▶ _TASK OBJECTIVE_:
Answer the following from the passage on love and religion.
(a) Which religions does the first writer list as ones they know or have read?
(b) What curriculum is UU Poly field testing for churches?
(c) Which two people does the reply name as describing faith development?

▶ _PROVIDED PASSAGE_:
################

Pondering sexual love & religion
My family is "service" centric. Priests, nuns, teachers, navel men.... Leaders, yes but always service oriented, grateful to help growth (spiritually, mentally, for man & country....). Everything discussed openly, even sex, but "straight" married sex (the objective being babies or his pleasure, never hers - I'm female)
One or two ventured out, we're gossiped about endlessly, as we aged, we differed off into our own lives, scattering about the country...
We each rebuilt our families, with friends, some having children, some married, all divorced.... Nuclear is the term I suppose.....
Within each of them, I know, is the same thing within me, and I suspect within all of you: The need to be loved in a way we understand
Within the religions I know/read (catholic, judaism, Baha'i, muslim...), all indicate a "requirement" of "worship" (now focus less on the word worship than the sentiment behind; admire, revere, loving actions, etc)...
If we show our love to our "god" (in which ever way you believe in a power/energy), through our actions, our words.....
Why is it so difficult to have a similar relationship on earth with another human....
If we can love "god" and "one"...... (and traditionally, that one + me = 3)
And all love comes from the same place within....
And is, apparently, limitless....
And we're at 3 limitless loves minimum in our traditional equation,
Is it not logical that poly exist, and can exist lovingly & well, for all parties?
Should it not be openly discussed, happily, lovingly.... without shame, scorn or judgement
Should we not worship love in all it's forms?
Yes, yes, I know, logic/paper/math have nothing to do with the insides of a persons emotional being. Yes, yes, I know the emotional "cluster-f$&ks" are endless (excuse my language)....
But if love heals all wounds.....
I'm in la-la-land aren't I.....
Thoughts & feedback welcome :-)
Love is love.
I identify as UU-pagan-catholic. So know I'm going to view things through that filter. There are many ways to look at this. Me?
Yes, poly should be talked about openly. UU Poly is field testing new curriculum for churches called "Love Makes a Family."
Community worship? That's just ONE practice to help nourish spiritual health. There are many other practices. Of the body (sex, yoga, etc), of the mind (meditation, journaling, etc), justice practices, and more. There is no one way to commune and nourish your soul bucket to maintain good spiritual health. If that kind of learning turns you on -- there's the curriculum "Spirit in Practice."
I'm certainly not perfect -- I love to live in the Mind bucket, and I do poorly in the Body bucket!
However it comes with the territory that there are others who are not comfortable with all expressions of loving relationship, and they are not up for owning their own uncomfortable and figuring out why this is being felt. Rather than deal with it inside, they rather YOU (the collective universal you) cut it out (whatever IT is) so they don't have to deal with it at all. Out of sight, out of mind.
Love is universal -- it really doesn't matter what the "container" is.
Try not to overthink it too much, but it is good you ask yourself those kinds of questions. I don't know what kind of religious identity you have, or how old you are -- but faith development IS development. It's not a toggle switch of on/off where you have faith/don't have faith. It is the tending of the soul bucket. I do subscribe to James Fowler's idea that there are distinct points in that tending. Scotty McClennan also describes faith development quite well.
You can google both to learn more of their work.
Love and Spirit
I am fairly new to all this.

################

▶ _Shape labeling items_:

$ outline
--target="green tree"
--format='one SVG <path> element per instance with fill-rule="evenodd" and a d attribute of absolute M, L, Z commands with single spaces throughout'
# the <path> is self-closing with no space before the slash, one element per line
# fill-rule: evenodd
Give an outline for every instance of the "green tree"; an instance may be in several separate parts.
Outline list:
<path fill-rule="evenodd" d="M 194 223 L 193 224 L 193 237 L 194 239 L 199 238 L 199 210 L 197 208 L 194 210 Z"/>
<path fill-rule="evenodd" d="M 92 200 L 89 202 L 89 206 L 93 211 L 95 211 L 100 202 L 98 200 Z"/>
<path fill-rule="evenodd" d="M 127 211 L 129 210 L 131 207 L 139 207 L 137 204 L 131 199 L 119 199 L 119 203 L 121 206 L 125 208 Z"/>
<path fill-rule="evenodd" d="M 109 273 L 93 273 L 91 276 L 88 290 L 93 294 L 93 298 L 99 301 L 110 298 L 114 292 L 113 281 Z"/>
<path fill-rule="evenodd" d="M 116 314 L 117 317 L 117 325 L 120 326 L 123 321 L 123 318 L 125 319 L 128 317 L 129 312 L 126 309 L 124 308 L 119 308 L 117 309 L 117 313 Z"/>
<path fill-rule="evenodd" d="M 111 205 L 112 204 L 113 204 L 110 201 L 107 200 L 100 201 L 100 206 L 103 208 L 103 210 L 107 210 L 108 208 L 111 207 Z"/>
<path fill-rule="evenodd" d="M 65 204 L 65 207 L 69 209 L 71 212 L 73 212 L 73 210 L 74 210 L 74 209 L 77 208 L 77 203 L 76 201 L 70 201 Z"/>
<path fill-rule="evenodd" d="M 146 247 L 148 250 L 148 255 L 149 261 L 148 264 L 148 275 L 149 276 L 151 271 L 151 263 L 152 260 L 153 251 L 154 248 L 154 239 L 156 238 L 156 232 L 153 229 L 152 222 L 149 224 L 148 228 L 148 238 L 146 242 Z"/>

################

▶ _WRITTEN ANSWER_:
(a) Catholic, Judaism, Baha'i, and Muslim.
(b) "Love Makes a Family."
(c) James Fowler and Scotty McClennan.